The task: Can you render the items below as a numbered list, with blank lines dropped and the pictures left out?

Supplied entries:
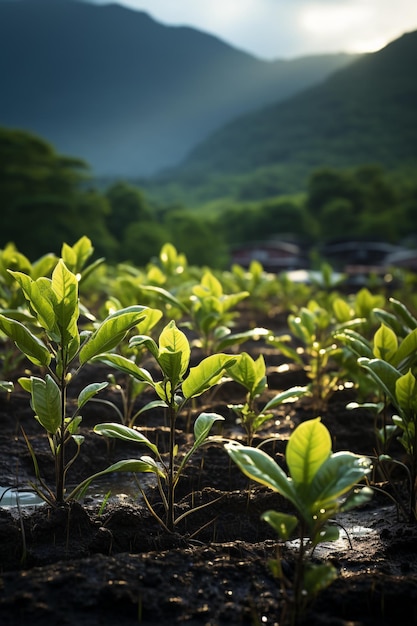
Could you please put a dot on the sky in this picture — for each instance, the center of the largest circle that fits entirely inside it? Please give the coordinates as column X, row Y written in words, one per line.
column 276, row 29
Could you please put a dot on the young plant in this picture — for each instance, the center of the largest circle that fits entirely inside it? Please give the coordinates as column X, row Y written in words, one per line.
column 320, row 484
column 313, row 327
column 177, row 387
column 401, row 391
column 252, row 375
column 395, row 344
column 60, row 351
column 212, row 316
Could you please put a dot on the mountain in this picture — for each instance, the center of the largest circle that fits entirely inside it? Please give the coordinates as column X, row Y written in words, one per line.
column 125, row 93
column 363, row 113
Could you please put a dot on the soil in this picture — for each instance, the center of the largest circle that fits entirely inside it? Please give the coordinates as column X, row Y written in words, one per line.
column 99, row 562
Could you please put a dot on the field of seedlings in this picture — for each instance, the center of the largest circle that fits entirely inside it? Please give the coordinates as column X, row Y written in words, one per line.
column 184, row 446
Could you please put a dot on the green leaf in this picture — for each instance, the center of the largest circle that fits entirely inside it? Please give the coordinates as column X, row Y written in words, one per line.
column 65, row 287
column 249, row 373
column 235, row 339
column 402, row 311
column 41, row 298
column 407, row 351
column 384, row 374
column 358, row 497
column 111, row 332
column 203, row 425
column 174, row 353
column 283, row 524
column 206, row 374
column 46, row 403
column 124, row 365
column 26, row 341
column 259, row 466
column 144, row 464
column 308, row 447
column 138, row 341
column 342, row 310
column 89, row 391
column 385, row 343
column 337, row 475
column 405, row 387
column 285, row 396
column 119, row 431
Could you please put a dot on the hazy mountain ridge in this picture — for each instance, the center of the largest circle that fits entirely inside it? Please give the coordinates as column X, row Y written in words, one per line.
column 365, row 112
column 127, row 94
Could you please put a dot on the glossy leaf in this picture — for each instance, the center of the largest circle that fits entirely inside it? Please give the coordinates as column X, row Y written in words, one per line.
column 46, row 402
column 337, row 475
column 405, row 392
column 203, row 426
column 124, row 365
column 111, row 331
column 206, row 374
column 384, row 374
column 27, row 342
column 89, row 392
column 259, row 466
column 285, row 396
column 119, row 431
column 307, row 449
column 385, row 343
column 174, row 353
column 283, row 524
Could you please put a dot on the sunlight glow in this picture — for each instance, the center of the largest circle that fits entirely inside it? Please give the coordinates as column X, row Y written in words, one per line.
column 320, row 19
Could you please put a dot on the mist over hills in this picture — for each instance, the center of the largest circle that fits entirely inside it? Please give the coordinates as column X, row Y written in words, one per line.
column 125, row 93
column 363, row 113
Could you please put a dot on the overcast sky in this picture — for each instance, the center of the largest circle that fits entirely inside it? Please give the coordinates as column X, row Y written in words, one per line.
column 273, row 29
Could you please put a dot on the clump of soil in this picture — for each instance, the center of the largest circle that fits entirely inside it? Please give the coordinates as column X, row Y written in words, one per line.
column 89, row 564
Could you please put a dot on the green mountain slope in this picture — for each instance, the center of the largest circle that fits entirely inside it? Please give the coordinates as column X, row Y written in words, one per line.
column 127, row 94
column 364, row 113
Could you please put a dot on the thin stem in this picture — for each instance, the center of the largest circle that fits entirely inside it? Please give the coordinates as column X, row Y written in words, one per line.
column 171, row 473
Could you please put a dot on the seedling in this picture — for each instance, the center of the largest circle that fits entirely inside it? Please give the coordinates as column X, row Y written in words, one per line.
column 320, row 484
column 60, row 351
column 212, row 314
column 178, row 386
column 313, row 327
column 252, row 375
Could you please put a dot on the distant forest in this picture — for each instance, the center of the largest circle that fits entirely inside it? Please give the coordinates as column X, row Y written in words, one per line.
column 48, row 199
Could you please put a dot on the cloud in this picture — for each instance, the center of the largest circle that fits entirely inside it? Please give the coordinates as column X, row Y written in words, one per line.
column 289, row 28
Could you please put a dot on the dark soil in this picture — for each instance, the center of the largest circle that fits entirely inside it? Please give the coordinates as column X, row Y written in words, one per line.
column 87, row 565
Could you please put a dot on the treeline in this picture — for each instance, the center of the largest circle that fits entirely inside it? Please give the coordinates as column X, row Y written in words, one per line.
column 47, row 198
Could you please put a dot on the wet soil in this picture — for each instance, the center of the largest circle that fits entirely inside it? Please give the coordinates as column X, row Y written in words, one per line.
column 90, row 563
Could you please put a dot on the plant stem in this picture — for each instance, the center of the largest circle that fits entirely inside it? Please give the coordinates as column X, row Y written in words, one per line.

Response for this exercise:
1. Could you please put a dot on the sky in this picture — for each instance, the center of the largest circle that fits entirely inside it? Please give the coordinates as column X, row Y written in words, one per line.
2. column 276, row 29
3. Could you please put a dot on the young plant in this picture — for each instance, the center of the largest circle that fits entirely inside it? Please give the coordinates as column X, row Y written in words, one per line.
4. column 320, row 484
5. column 313, row 327
6. column 177, row 387
7. column 401, row 391
8. column 252, row 375
9. column 395, row 344
10. column 60, row 351
11. column 212, row 316
12. Could you please put a dot on the mountain in this picture — for each instance, the center of the largest circle that fits entirely inside it? Please give the coordinates as column X, row Y written in words, one per line.
13. column 125, row 93
14. column 363, row 113
15. Could you please put a dot on the soil in this picture — for each instance, the center of the largest circle that fits entirely inside it? Please give the coordinates as column X, row Y written in words, one per line.
16. column 99, row 562
17. Could you please put a dot on the field of seedlings in this picture — for each instance, the center of the largest circle that fits entirely inside it? Please give the coordinates as column X, row Y written in words, one per line.
18. column 184, row 446
19. Could you please put a dot on the green leaf in this picture — for each instance, the center of the largest circle that fits entirely inside it? Please give the coordinates as column X, row Y written in words, one per line.
20. column 65, row 287
21. column 249, row 373
22. column 235, row 339
23. column 402, row 311
24. column 41, row 298
25. column 407, row 351
26. column 384, row 374
27. column 358, row 497
28. column 111, row 332
29. column 203, row 425
30. column 174, row 353
31. column 283, row 524
32. column 206, row 374
33. column 46, row 403
34. column 124, row 365
35. column 26, row 341
36. column 259, row 466
37. column 144, row 464
38. column 308, row 447
39. column 138, row 341
40. column 342, row 310
41. column 89, row 391
42. column 385, row 343
43. column 337, row 475
44. column 405, row 387
45. column 285, row 396
46. column 119, row 431
47. Could you please put a dot on the hazy mountain ridge in this picture — for each instance, the center of the largest circle that fits entirely inside it? Please give the coordinates as column X, row Y written in words, one per line.
48. column 365, row 112
49. column 127, row 94
50. Could you please put a dot on the glossy leaf in this picture — for each instance, the center of the largest circle that fits entirely inside it? Please give the coordinates as column X, row Y written in words, one per line.
51. column 46, row 402
52. column 337, row 475
53. column 405, row 392
54. column 203, row 426
55. column 124, row 365
56. column 111, row 331
57. column 206, row 374
58. column 384, row 374
59. column 27, row 342
60. column 89, row 392
61. column 259, row 466
62. column 285, row 396
63. column 119, row 431
64. column 307, row 449
65. column 385, row 343
66. column 174, row 353
67. column 283, row 524
68. Could you please put a dot on the sunlight glow in this picture — for each instance, the center of the largest circle that fits entirely inside it? Please give the coordinates as column X, row Y written in words, one per line.
69. column 320, row 19
70. Could you please put a dot on the mist over hills in this picture — for each instance, the center of the largest circle that fits entirely inside it? Please give the coordinates as column X, row Y written in words, one per line.
71. column 125, row 93
72. column 363, row 113
73. Could you please put a dot on the overcast sky in this picture — for each instance, the center of the largest circle that fits entirely inside it? Please give the coordinates as column X, row Y written in words, one per line.
74. column 273, row 29
75. Could you please put a dot on the clump of soil in this picture — for each instance, the center of the largest circle that fits entirely inside it? Please give the coordinates as column X, row Y written in words, one per line.
76. column 89, row 564
77. Could you please put a dot on the green mountain slope in this picture — for each instance, the center of the largest circle that fits entirely inside it? Please give the coordinates as column X, row Y written in words, one per line.
78. column 127, row 94
79. column 364, row 113
80. Could you please put a dot on the thin stem in this picture — for each instance, the center of the largest circle that fits entirely inside it? Please give the coordinates as column X, row Y written in words, one per line.
81. column 171, row 473
82. Could you please put a dot on the seedling in this picture — for each instance, the center of the largest circle that fits entirely inside it? Please give the coordinates as column X, row Y written in words, one per line.
83. column 320, row 484
84. column 60, row 351
85. column 212, row 314
86. column 178, row 386
87. column 313, row 327
88. column 252, row 375
89. Could you please put a dot on the distant forest in this picture — for each instance, the center of the largest circle that fits entirely inside it? Please give the coordinates as column X, row Y written in words, one per line.
90. column 48, row 199
91. Could you please put a dot on the cloud in this picture — for each instance, the center of the largest circle that fits entirely inside it? Please give the coordinates as column X, row Y written in words, one per line.
92. column 289, row 28
93. Could you please put a dot on the dark soil in this picture — for each instance, the center of the largest circle that fits entirely inside it? Please give the coordinates as column X, row Y written in words, one per line.
94. column 87, row 565
95. Could you please put a dot on the treeline in this picture — for each instance, the center of the largest circle that fits entirely inside it? Please give the coordinates as column X, row Y written in words, one per line.
96. column 47, row 198
97. Could you please put a dot on the wet soil in this picture — for each instance, the center of the largest circle that fits entirely inside it? Please give the coordinates as column X, row Y written in words, one per line.
98. column 90, row 563
99. Could you please put a dot on the plant stem in this picture — for each instance, the center of the largest circle that fits entirely inside it? Please give the coordinates as column X, row Y written in words, one per line.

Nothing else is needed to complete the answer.